== GIVEN TEXT ==
# A little lost here...



## WLK2009 (Jul 6, 2020)

My wife and I have been married for about 22 years. We have 3 kids ranging in age from 8-13. My wife started a new business that I fully supported her with thinking this would help make our relationship stronger.... it didn’t. 
We have been physically disconnected for about two years. That has been super tough on me. She says the thought of us touching actually makes her feel sick because of all the resentment she feels towards me. That hurt.
Over the last few years my alcohol consumption has filled my loneliness. Not healthy. One time I drank way too much and basically said I couldn’t go on like this. I was in pain and I lashed out. I said some hurtful things.
I convinced her to start counselling with me, but she dropped out saying she was too busy. 
Now we are talking separation.It is scary and not what I want, but I know we can’t go on with the way things are.
Now when we are talking she brings up every single time I’ve hurt her over the last 20 years. Stuff I didn’t even know I was doing (like not paying attention to her at social functions). I apologized. 
I like who I am for the most part. I kept going with the counselling and realized I carried a lot of pain and self loathing around with me. Which no doubt contributed to the distance in our relationship going back all those years....
My question is this. How do we move forward? If she can’t forgive the pain I’ve caused (mostly inadvertently), is there even a reason to try?
===
== STORED RECORDS ==
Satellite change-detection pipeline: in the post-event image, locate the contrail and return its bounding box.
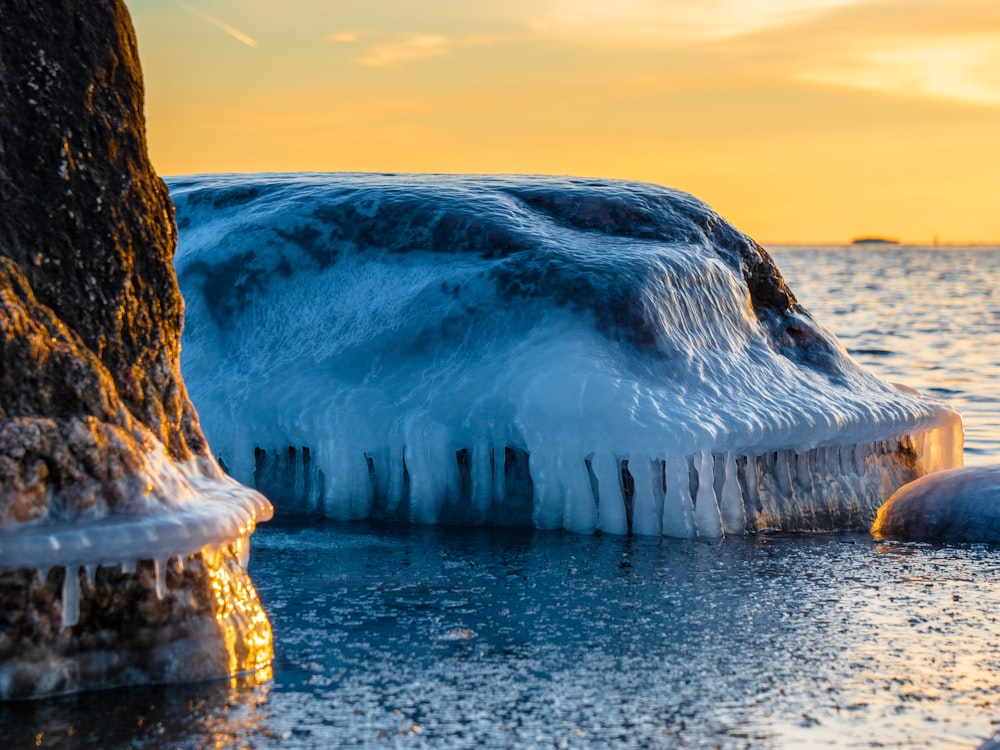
[174,0,257,47]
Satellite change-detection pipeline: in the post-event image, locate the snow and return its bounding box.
[168,174,962,538]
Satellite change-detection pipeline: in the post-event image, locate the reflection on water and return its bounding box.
[768,246,1000,464]
[7,524,1000,748]
[0,248,1000,749]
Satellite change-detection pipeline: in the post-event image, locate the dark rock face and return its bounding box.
[0,0,272,700]
[0,0,205,459]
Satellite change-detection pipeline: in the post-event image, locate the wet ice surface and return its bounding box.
[7,522,1000,748]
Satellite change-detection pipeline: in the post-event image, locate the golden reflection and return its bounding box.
[202,540,274,680]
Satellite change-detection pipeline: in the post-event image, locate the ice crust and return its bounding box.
[168,174,962,537]
[0,447,273,627]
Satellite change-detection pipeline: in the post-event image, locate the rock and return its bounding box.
[0,0,271,699]
[871,465,1000,544]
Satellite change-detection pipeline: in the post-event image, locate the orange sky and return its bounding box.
[129,0,1000,242]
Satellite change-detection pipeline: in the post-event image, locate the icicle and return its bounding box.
[744,453,760,511]
[528,450,565,529]
[719,453,747,536]
[405,432,461,523]
[62,565,80,628]
[385,445,406,518]
[662,456,695,539]
[629,453,663,536]
[590,453,628,534]
[153,558,167,599]
[774,450,793,498]
[694,450,722,539]
[234,535,250,570]
[794,451,813,495]
[854,443,868,476]
[493,444,507,508]
[470,440,494,522]
[201,544,222,568]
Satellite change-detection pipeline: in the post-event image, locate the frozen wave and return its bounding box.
[169,174,962,537]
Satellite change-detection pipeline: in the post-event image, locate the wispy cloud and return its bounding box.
[799,37,1000,105]
[174,0,257,47]
[357,34,454,68]
[326,31,361,44]
[531,0,860,45]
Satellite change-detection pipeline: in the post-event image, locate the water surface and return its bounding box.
[0,247,1000,749]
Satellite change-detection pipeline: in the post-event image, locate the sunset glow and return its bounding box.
[130,0,1000,243]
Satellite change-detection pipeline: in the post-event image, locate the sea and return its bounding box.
[0,245,1000,749]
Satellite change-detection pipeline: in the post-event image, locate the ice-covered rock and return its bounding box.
[0,0,271,699]
[169,174,962,537]
[871,465,1000,544]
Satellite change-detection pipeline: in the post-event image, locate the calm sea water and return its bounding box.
[768,245,1000,464]
[0,247,1000,748]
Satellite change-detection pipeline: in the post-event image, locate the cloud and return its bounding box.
[530,0,859,45]
[357,34,454,68]
[174,0,257,47]
[326,31,361,44]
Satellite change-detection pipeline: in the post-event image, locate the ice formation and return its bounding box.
[871,465,1000,544]
[0,447,273,632]
[168,174,962,538]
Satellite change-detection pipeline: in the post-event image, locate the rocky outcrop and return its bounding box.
[0,0,271,698]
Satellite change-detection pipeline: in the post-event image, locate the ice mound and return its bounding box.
[168,174,962,538]
[871,465,1000,544]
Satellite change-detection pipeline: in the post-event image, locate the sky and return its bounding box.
[128,0,1000,243]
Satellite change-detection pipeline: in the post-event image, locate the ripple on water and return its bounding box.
[0,524,1000,748]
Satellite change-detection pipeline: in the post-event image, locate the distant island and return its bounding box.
[851,237,899,245]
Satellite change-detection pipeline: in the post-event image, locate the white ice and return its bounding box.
[170,175,962,538]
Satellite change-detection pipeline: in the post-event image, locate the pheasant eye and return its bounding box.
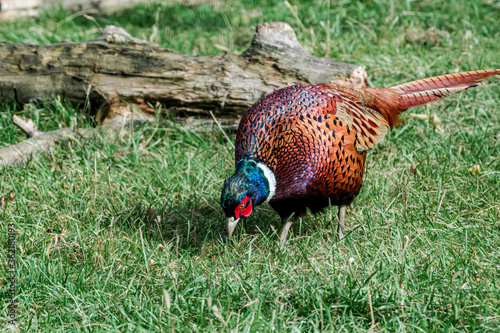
[234,197,252,218]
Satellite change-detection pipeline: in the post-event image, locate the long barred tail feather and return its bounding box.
[389,69,500,110]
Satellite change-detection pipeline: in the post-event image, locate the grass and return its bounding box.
[0,0,500,332]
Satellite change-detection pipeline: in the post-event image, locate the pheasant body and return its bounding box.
[221,69,500,242]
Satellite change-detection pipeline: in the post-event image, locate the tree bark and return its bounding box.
[0,22,367,121]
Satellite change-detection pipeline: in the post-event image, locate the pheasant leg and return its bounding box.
[280,218,293,248]
[337,205,346,240]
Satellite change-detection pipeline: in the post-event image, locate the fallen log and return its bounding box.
[0,22,367,121]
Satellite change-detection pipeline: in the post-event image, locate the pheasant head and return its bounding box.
[220,159,276,237]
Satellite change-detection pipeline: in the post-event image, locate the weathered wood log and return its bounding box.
[0,116,147,171]
[0,22,367,120]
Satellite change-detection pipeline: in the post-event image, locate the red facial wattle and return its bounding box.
[234,197,252,219]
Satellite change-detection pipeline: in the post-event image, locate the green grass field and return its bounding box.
[0,0,500,332]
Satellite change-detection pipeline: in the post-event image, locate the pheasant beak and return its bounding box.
[227,217,240,237]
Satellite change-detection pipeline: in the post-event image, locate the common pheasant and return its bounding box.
[221,69,500,245]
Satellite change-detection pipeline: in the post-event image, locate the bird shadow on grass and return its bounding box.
[103,196,281,251]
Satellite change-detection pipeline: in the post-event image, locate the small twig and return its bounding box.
[12,115,40,138]
[210,111,234,149]
[75,84,92,134]
[368,288,375,327]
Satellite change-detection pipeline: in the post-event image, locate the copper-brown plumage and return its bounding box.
[221,69,500,242]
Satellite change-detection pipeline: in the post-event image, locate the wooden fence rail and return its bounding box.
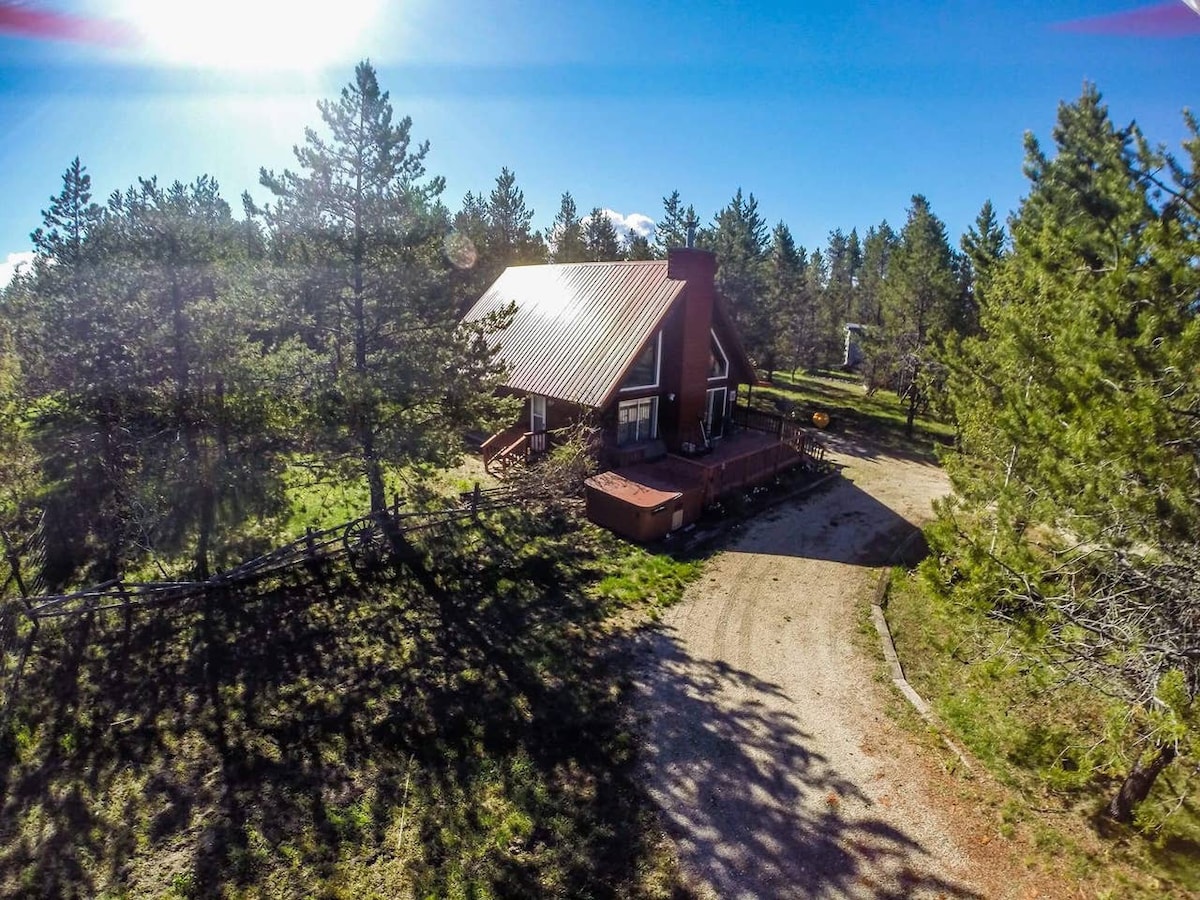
[9,485,532,622]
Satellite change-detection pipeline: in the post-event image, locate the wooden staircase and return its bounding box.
[479,426,550,479]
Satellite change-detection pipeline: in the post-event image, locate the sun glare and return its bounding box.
[109,0,382,72]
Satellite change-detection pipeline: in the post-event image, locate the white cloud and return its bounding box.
[0,250,34,290]
[583,208,654,242]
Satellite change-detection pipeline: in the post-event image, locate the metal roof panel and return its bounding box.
[466,259,685,407]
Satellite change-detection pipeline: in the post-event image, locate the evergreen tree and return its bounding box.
[654,191,700,259]
[872,194,959,437]
[851,221,899,328]
[26,158,142,578]
[817,228,862,366]
[701,187,774,365]
[550,191,588,263]
[946,86,1200,821]
[484,167,546,266]
[763,222,810,378]
[625,232,654,259]
[262,62,508,510]
[961,200,1007,324]
[583,206,622,263]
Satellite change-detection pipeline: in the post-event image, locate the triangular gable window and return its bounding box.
[620,331,662,391]
[708,330,730,380]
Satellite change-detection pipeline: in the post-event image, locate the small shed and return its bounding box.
[583,472,683,541]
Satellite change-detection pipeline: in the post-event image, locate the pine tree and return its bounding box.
[817,228,862,366]
[31,158,141,578]
[764,222,811,378]
[583,206,622,263]
[262,62,508,510]
[851,221,900,328]
[654,191,700,259]
[872,194,959,437]
[484,167,546,267]
[947,86,1200,821]
[550,191,588,263]
[701,187,773,364]
[625,232,654,259]
[960,200,1007,331]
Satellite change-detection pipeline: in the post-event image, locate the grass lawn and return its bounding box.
[0,509,697,898]
[750,371,954,462]
[887,572,1200,900]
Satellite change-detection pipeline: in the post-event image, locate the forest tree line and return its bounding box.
[0,64,1200,818]
[0,58,970,584]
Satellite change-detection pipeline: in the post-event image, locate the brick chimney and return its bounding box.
[667,247,716,451]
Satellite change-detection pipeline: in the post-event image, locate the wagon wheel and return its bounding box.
[342,518,390,569]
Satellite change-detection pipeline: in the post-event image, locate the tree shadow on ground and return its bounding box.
[0,510,682,898]
[635,631,979,900]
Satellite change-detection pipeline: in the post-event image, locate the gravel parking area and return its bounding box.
[636,440,1056,899]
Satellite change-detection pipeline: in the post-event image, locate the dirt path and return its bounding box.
[637,442,1036,899]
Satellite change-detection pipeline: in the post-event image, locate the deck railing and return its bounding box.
[479,427,551,474]
[733,406,826,466]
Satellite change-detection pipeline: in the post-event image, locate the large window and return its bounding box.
[620,331,662,391]
[617,397,659,446]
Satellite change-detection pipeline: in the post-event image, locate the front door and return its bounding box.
[704,388,725,440]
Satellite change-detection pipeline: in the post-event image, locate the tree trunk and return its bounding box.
[1105,744,1176,824]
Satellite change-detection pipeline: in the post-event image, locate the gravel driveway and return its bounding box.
[636,440,1041,899]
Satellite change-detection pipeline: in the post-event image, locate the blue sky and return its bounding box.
[0,0,1200,283]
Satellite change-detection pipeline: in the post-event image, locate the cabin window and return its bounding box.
[708,330,730,380]
[704,388,727,440]
[617,397,659,446]
[620,331,662,391]
[529,394,546,434]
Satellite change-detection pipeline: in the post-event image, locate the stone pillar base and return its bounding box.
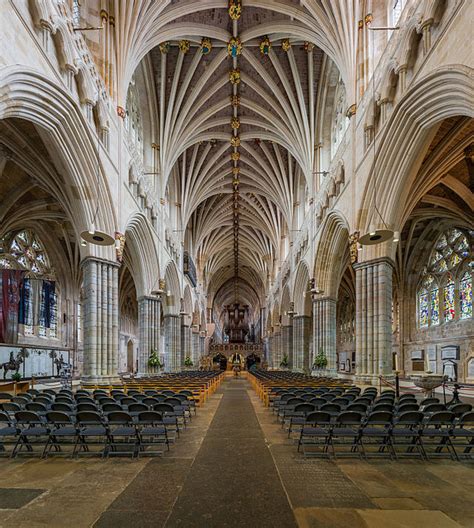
[81,376,122,385]
[355,374,395,390]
===
#### EXERCISE INSTRUCTIONS
1 - Transcribe everything in the forum post about the strained marriage from "Now when we" down to "all those years....".
2 - Go on with the forum post about the strained marriage from the point at which it stops.

#### TASK-BY-TASK ANSWERS
1 -
Now when we are talking she brings up every single time I’ve hurt her over the last 20 years. Stuff I didn’t even know I was doing (like not paying attention to her at social functions). I apologized. 
I like who I am for the most part. I kept going with the counselling and realized I carried a lot of pain and self loathing around with me. Which no doubt contributed to the distance in our relationship going back all those years....

2 -
Even as I write this the answers become clearer to me.
I’m just wondering what you think.


----------



## BluesPower (Mar 27, 2018)

Check your phone bill, check around, eyes open, mouth shut.... 

Is it so bad if you don't make it, like in another thread, you are basically alone now, so why be alone with her?


----------



## WLK2009 (Jul 6, 2020)

That is a good point. Much appreciated.


----------



## Lostinthought61 (Nov 5, 2013)

when a spouse started to become critical of the other and starts to do a laundry list its because there is someone else...you might want to hire a PI. now separately you need to quit drinking, it does your body no good, it confuses the situation and it could impact any legal custody with your children. time to go for walks or the gym.


----------



## Angelwanderer (Mar 20, 2018)

It certainly doesn't sound good. I'm glad you've tried counseling because it shows that you care. It also shows that she doesn't. Good luck with the future, whichever way it turns out. 

-A

Wrote a letter about a troubled marriage. It became a novel. It's mostly fiction _wink_ Love Hurts: When Breaking Up Is The Right Thing To Do


----------



## Casual Observer (Sep 13, 2012)

Lostinthought61 said:


> when a spouse started to become critical of the other and starts to do a laundry list its because there is someone else...you might want to hire a PI. now separately you need to quit drinking, it does your body no good, it confuses the situation and it could impact any legal custody with your children. time to go for walks or the gym.


That is not always the case. Sometimes it can be a defensive action taken to justify their actions. Sometimes they (the partner) are able to re-write marital history to suit a false narrative that gets them off the hook for responsibility.

And sometimes the signs have always been there and we're just DAF to them. And it builds and it builds and it builds and if during that time you start going your own way, doing your own thing, everything just gets worse.

Use of the word "resent" is key. When that word is used, the sand is about to run out in the timer. You have to act on it.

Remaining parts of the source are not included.